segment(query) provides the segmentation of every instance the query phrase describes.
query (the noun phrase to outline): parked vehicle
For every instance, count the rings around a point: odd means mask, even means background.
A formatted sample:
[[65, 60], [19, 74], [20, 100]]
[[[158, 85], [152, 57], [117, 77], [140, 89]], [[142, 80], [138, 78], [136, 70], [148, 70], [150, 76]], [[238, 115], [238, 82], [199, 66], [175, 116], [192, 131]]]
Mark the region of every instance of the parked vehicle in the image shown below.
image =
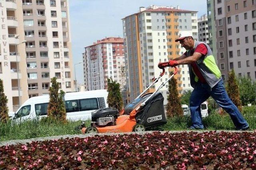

## Job
Please render the records above as a JSON list of strings with one string per line, skipping blank lines and leaving out the pictures.

## Response below
[
  "segment(query) provides the segmentation of every instance the query phrase describes.",
  "query (the noun phrase to outline): parked vehicle",
  "For every instance, count the rings around a point: odd means mask, even means background.",
  "A formatted sample:",
  "[[65, 60], [19, 74], [20, 100]]",
  "[[[158, 85], [152, 57], [117, 77], [140, 89]], [[142, 80], [138, 78], [136, 70], [148, 70], [150, 76]], [[238, 115], [238, 82], [199, 66], [175, 116], [192, 131]]]",
  "Mark the region of every instance of the parked vehicle in the image shown below.",
  "image ="
]